There is no "figuring out a way"... Dish has no motivation to help the OTA station when they are in a dispute... so they don't. Dish could uplink EPG data if they wanted... although as James described in another thread, the data does take bandwidth so they can't just go nuts with the data... but it isn't a matter of being unable to keep EPG data, it is a matter of being unwilling.


----------



## inkahauts (Nov 13, 2006)

I'd think puttin the data in would put more pressure on the channel because the consumer wouldn't even know the difference for the most part if they are using over the air.


----------



## festivus (Nov 10, 2008)

Well, if Dish could show the guide data for the OTA channel and they choose not to do so, it's kinda infantile, isn't it? It's not going to stop anyone from getting around it with a manual timer. It just makes it inconvenient.

Now I'm mad at Dish.


----------



## FTA Michael (Jul 21, 2002)

From today's Multichannel News story:

In a statement, Dish said Media General rejected its request for a second extension until Media General is acquired by Young Broadcasting, a broadcaster with which Dish already has an existing retrans agreement. That deal that is expected to be completed later this year.


----------



## hasbeen29650 (Mar 25, 2012)

I am one of those impacted by this mess. Any chance of getting a free OTA adapter from Dish. It would go a long way to allowing me to say, hold out for ever Dish.


----------



## scooper (Apr 22, 2002)

Doesn't your TV have a built in OTA ATSC tuner ?


----------



## Stewart Vernon (Jan 7, 2005)

festivus said:


> Well, if Dish could show the guide data for the OTA channel and they choose not to do so, it's kinda infantile, isn't it? It's not going to stop anyone from getting around it with a manual timer. It just makes it inconvenient.
> 
> Now I'm mad at Dish.


Usually I find that BOTH sides in these kinds of disputes do things that are "infantile"... Both sides end up negotiating from a point of "I'll take my ball and go home"... which is, frankly, their prerogative to do so... but it doesn't win any friends.

I'm for stations asking for whatever they can get... and I'm for Dish trying to pay as little as they can get away with... and while I'm affected by this particular dispute, I hold fast to my "let it go dark if that is what it takes" mantra. Whether it is a channel I watch or don't watch... I'm ok... I do wish these companies would learn to do these negotiations better.

I mean... Media General wants to be carried by Dish... Dish wants to carry these LiLs... they should be able to agree on something without throwing tantrums, name-calling, starting "be my friend but not THEIR friend" Web sites, etc. etc.


----------



## James Long (Apr 17, 2003)

Stewart Vernon said:


> I mean... Media General wants to be carried by Dish... Dish wants to carry these LiLs... they should be able to agree on something without throwing tantrums, name-calling, starting "be my friend but not THEIR friend" Web sites, etc. etc.


Especially with Media General selling out to Young. It is almost like it is one last hurrah for a dying company.


----------



## scooper (Apr 22, 2002)

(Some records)
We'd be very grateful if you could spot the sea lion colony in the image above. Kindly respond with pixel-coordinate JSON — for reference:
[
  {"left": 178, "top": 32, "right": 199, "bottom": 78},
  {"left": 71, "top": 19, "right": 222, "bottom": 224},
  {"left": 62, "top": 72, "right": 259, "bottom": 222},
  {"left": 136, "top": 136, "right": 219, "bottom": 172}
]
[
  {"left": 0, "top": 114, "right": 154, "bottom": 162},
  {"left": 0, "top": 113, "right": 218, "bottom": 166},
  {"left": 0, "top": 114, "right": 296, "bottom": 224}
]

◆ **ACTIONS TO TAKE**
A. Based on the forum thread about Dish and Media General, say whether each statement agrees with the thread. Answer yes or no, and quote the words of the thread that decide it.
(i) Media General turned down Dish's request for a second extension.
(ii) Dish has no existing retrans agreement with Young Broadcasting.
(iii) According to festivus, leaving out the guide data will stop people from getting around it with a manual timer.
B. Answer these questions using the forum thread about Dish and Media General.
(i) What does the EPG data take that keeps Dish from uplinking unlimited amounts of it?
(ii) Which company is expected to acquire Media General?
(iii) What kind of tuner does scooper ask whether the TV has built in?
C. Reproduce the passage from the forum thread about Dish and Media General, from "Usually I find" to "win any friends.".

◆ **OUTPUTS IN ORDER**
A.
(i) Yes: "Dish said Media General rejected its request for a second extension"
(ii) No: "a broadcaster with which Dish already has an existing retrans agreement"
(iii) No: "It's not going to stop anyone from getting around it with a manual timer."

B.
(i) Bandwidth.
(ii) Young Broadcasting.
(iii) An OTA ATSC tuner.

C.
Usually I find that BOTH sides in these kinds of disputes do things that are "infantile"... Both sides end up negotiating from a point of "I'll take my ball and go home"... which is, frankly, their prerogative to do so... but it doesn't win any friends.